▶ [Document excerpt]

------------------------

Martha Morgan and Earlene Myers took time out from focusing on their classwork Monday night to talk to the Star about their desire to further their adult education and get their GED. The two are taking classes at the Ferry Street School Community Resource Center's adult basic education and GED preparation program, which has received some help for the first time this year through federal grant funds. (Daily Star Photo/JESSICA SIEFF)
Martha Morgan and Earlene Myers took time out from focusing on their classwork Monday night to talk to the Star about their desire to further their adult education and get their GED. The two are taking classes at the Ferry Street School Community Resource Center's adult basic education and GED preparation program, which has received some help for the first time this year through federal grant funds. (Daily Star Photo/JESSICA SIEFF)

Ferry Street program the first step in adult education

Published 11:15am Wednesday, February 3, 2010

By JESSICA SIEFF
Niles Daily Star

Sometimes, certain personal goals can come about from a nagging feeling.

A feeling of something unfinished.

Something long desired.

For Martha Ann Morgan and Earlene Myers, that goal is right in front of them as they sit together at a round table inside the Ferry Street School Community Resource Center, as within their grasp as the pencils they hold in their hands.

Morgan and Myers are taking part in the center’s adult basic education program and GED preparation classes, giving adult students the opportunity to take the first step in furthering their education with basic skills and their GED.

“When the resource center first opened, one of the things we were offering was literacy and GED preparation,” Executive Director Lisa Busby said. Through that mission, the center developed and has maintained a good relationship with the Niles Community Schools adult education program.
The two, in a sense, shared students. When students arrived at the district’s Westside building for adult education, if it were found they were in need of basic adult education they were sent to Ferry Street School.

Once through the basic skills at the community resource center, students were sent on to the district to complete the requirements for their GED.

“This is the starting point,” Busby said.

------------------------

▶ [Stated problem 1] From the Ferry Street article, write out the part that opens with the words containing "Published 11:15am Wednesday, February" and closes with "of something unfinished.".
▶ [Stated problem 2] Summarize the Ferry Street article in two sentences.
▶ [Stated problem 3] Using the Ferry Street article, answer yes or no to each statement and quote the words that decide it: (a) The article was published on a Wednesday. (b) Students at the Westside building who needed basic adult education were sent to Ferry Street School. (c) Students completed their GED requirements at the community resource center.
The lines that come next are from a separate source.

------------------------

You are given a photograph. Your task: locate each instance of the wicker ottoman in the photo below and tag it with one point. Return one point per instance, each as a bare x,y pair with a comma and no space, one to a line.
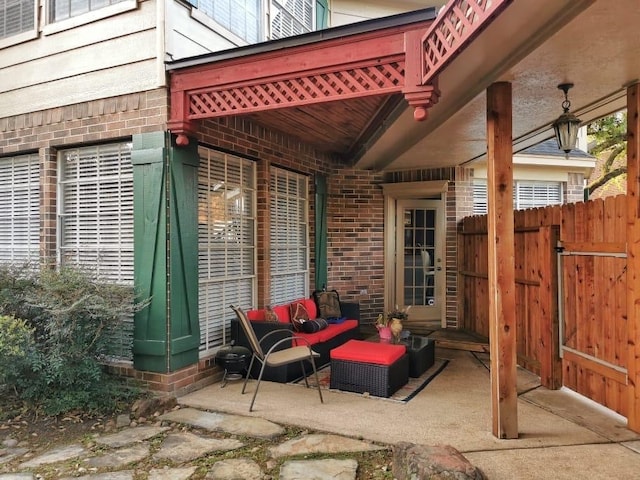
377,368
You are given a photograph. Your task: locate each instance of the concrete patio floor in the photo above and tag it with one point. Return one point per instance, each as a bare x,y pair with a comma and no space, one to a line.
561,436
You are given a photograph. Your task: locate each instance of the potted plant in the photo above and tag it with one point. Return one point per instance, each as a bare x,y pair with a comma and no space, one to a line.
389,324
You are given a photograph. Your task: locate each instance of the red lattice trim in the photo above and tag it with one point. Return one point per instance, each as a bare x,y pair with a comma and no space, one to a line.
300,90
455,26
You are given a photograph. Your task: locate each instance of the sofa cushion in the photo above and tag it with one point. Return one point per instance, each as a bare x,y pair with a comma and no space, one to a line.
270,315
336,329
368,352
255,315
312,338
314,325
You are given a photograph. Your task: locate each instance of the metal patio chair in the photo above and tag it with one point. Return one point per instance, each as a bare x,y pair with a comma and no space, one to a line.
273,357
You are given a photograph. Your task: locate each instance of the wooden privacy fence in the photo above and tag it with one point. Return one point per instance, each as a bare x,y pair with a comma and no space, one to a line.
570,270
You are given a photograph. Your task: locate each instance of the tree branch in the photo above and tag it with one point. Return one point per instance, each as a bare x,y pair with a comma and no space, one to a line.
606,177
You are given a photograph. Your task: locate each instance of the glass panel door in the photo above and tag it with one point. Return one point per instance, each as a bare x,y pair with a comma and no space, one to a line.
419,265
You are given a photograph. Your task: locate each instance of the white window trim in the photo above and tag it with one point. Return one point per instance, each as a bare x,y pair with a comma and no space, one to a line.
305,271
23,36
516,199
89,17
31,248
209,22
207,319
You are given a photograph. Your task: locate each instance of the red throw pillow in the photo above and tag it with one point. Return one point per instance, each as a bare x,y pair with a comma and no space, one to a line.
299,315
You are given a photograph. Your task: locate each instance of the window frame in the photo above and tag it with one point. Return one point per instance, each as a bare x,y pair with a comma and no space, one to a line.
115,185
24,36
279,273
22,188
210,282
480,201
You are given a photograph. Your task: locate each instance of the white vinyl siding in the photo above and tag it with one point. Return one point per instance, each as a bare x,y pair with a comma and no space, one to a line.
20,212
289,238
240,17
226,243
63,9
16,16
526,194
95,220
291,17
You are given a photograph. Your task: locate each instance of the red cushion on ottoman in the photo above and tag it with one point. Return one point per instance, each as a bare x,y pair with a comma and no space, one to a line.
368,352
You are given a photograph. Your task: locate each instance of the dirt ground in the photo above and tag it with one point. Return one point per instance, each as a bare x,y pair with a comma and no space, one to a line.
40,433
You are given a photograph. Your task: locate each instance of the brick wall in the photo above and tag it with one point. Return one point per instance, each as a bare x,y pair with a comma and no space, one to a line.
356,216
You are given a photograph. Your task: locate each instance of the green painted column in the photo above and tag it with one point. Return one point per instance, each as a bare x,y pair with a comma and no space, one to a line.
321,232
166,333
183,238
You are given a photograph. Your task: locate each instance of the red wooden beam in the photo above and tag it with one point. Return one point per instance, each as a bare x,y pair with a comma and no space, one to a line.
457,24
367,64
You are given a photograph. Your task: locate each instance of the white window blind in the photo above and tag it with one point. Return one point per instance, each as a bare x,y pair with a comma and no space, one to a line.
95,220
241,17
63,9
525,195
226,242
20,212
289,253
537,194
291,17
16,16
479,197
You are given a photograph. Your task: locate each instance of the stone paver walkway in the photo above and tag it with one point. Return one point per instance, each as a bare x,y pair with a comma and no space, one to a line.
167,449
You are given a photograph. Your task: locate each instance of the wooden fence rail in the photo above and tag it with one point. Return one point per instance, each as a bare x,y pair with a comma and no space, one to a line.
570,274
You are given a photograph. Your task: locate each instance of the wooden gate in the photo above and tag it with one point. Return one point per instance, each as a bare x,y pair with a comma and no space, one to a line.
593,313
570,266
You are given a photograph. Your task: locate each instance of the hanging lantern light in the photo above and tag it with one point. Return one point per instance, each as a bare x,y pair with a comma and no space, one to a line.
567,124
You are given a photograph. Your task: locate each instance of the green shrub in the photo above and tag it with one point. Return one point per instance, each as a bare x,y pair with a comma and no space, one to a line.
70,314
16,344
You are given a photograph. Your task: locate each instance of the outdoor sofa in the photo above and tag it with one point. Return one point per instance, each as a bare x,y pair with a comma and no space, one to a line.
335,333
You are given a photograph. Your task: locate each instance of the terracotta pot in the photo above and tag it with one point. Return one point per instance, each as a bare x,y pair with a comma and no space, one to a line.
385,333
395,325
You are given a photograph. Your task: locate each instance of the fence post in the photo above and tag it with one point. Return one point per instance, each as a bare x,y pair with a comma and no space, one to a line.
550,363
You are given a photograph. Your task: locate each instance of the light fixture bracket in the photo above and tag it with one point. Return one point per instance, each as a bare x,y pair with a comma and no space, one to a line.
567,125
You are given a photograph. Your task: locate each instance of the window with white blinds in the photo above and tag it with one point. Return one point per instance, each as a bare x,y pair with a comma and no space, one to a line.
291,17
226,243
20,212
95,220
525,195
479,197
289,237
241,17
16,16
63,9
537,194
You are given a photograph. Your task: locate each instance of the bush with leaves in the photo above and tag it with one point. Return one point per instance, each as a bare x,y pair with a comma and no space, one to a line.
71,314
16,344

------------------------

▶ [Correct answer 1]
Published 11:15am Wednesday, February 3, 2010

By JESSICA SIEFF
Niles Daily Star

Sometimes, certain personal goals can come about from a nagging feeling.

A feeling of something unfinished.

▶ [Correct answer 2] Martha Ann Morgan and Earlene Myers are taking adult basic education and GED preparation classes at the Ferry Street School Community Resource Center. The center shared students with the Niles Community Schools adult education program and sent them on to the district to complete their GED requirements once they were through the basic skills.

▶ [Correct answer 3]
(a) Yes: "Published 11:15am Wednesday, February 3, 2010"
(b) Yes: "if it were found they were in need of basic adult education they were sent to Ferry Street School."
(c) No: "students were sent on to the district to complete the requirements for their GED."